Costantino De Angelis- 1Department of Information Engineering, University of Brescia, Brescia, Italy
- 2CNR-INO (National Institute of Optics), Brescia, Italy
Introduction
Nonlinear science, i.e., the study of systems capable of generating new frequencies, is ubiquitous and fascinating; as opposed to linear science, where we often have well known tools to tackle a specific problem, when nonlinearity comes into play, and the whole can be more than the sum of its parts, we can seldom resort to standard techniques. Even in the non stochastic framework, the field is often unpredictable: the emergence of qualitatively new phenomena is anticipated and made welcome, offering incredible outcomes for basic and applied sciences.
Nonlinear optics is a particular and rich subset of nonlinear science. Although nonlinear effects in optics are known since a very long time, modern nonlinear optics was born with the invention of the optical maser, today known as the laser. In a seminal paper by Franken and co-workers in 1961, second harmonic generation was demonstrated by tightly focusing a pulsed ruby optical maser into crystalline quartz (Franken et al., 1961). In the following years a plethora of nonlinear effects in light-matter interaction were experimentally demonstrated and often rapidly found their way to market applications in several different fields, ranging from telecommunications to imaging for health care and characterization.
Due to the short interaction lengths between light and matter, in the early stage, nonlinear optical effects were often associated with very low efficiencies; for this reason, a very important milestone has been set moving from bulk nonlinear optics to guided wave nonlinear optics. The flourishing field of nonlinear guided wave optics started shortly after the optical fiber became a popular transmission medium (Stolen et al., 1974). This gave an incredible boost to the efficiency of nonlinear optical effects, because light-matter interaction lengths could be increased by several orders of magnitude (from few centimeters to tens of kilometers). The richness of new physics, which since then has appeared, has deeply fed this research area and, in turn, the field has given back incredible success to the researchers. For all these reasons, nonlinear optics could quickly move into the field of extreme events; just to mention only a few of the remarkable outcomes of this part of the history of nonlinear optics: the field of solitons is strongly indebted to nonlinear optics and viceversa, since optical fibers gave an ideal playground where to observe and test the properties of these fascinating waves, which were first predicted in water waves and then became, in the sixties, one incredible chapter of modern mathematical physics (Zakharov and Shabat, 1970). This is, still today, a rich and flourishing research field with important, and sometimes surprising, outcomes for optical communications and optical sensing with new fascinating phenomena like rogue waves (Dudley, 2019).

▶ [DATA SEGMENT]
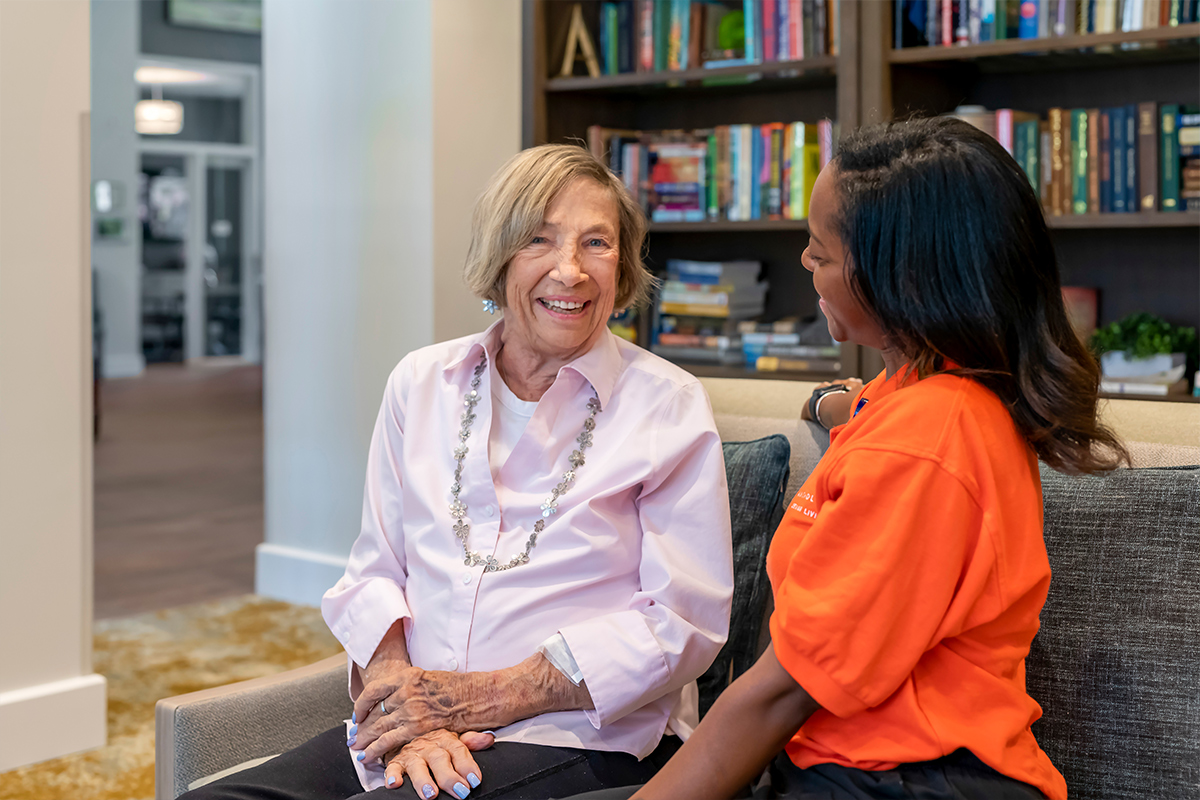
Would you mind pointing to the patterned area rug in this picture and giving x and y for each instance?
(163, 654)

▶ [GOALS]
(1) In the introduction on nonlinear optics, into what material did Franken and co-workers focus a pulsed ruby optical maser to demonstrate second harmonic generation?
(2) Repeat the passage of the nonlinear optics introduction from "Nonlinear optics is" up to and including "care and characterization.".
(3) Pick up the introduction on nonlinear optics after its final sentence and continue writing it.

▶ [PER-TASK OUTPUTS]
(1) Crystalline quartz.

(2)
Nonlinear optics is a particular and rich subset of nonlinear science. Although nonlinear effects in optics are known since a very long time, modern nonlinear optics was born with the invention of the optical maser, today known as the laser. In a seminal paper by Franken and co-workers in 1961, second harmonic generation was demonstrated by tightly focusing a pulsed ruby optical maser into crystalline quartz (Franken et al., 1961). In the following years a plethora of nonlinear effects in light-matter interaction were experimentally demonstrated and often rapidly found their way to market applications in several different fields, ranging from telecommunications to imaging for health care and characterization.

(3)
In line with what Richard Feynman said at the annual American Physical Society meeting in 1959, there is still plenty of room at the bottom, nonlinear optics, in the last 20 years, deeply dived into nanotechnologies and nanophotonics (Kauranen and Zayats, 2012; Shcherbakov et al., 2014; Carletti et al., 2015). Anelastic scattering from metallic and non metallic nanoparticles (Figure 1) is now a very hot research topic for both basic and applied science (Koshelev and Kivshar, 2020). In this framework, the interplay between periodicity and nonlinearity is a huge and still largely unexplored research field where possible applications ranges, for example, from telecommunications to healthcare and energy harvesting.
FIGURE 1. Artistic view of the second-harmonic field generated from a subwavelength dielectric nanoparticle pumped by an azimuthally polarized beam at the Bound State in the Continuum (BIC) conditions (Carletti et al., 2018).
Some keywords of today Grand Challenges in nonlinear optics are: Nonlinear guided-wave optics; Nonlinear scattering from nanoparticles; Nonlinear optics in metamaterials and metasurfaces; Nonlinear optics in dissipative systems; Nonlinear optics in time dependent media; Nonlinear topological phenomena and PT-symmetric photonic structures; Nonlinear optomechanical and optothermal coupling; Nonlinear optical circuits for machine learning and artificial intelligence; Dielectric and hybrid nanophotonics for nonlinear devices and systems: Statistical behavior, coherence, and turbulence in nonlinear optics; Quantum optics including the generation, manipulation and detection of nonclassical light via nonlinear optical interactions; Non-perturbative nonlinear optics; Ultrafast phenomena and high harmonics generation; Extreme events in nonlinear optics, including solitons, modulational instability and rogue waves; Theoretical and computational methods in nonlinear optics.
This fascinating research area is at the hearth of many key enabling devices for a plethora of applications driven by societal challenges and needs; here we aim at a holistic approach to address the theoretical, computational, physical, and engineering aspects of modern nonlinear optics.
Author Contributions
The author confirms being the sole contributor of this work and has approved it for publication.
Conflict of Interest
The author declares that the research was conducted in the absence of any commercial or financial relationships that could be construed as a potential conflict of interest.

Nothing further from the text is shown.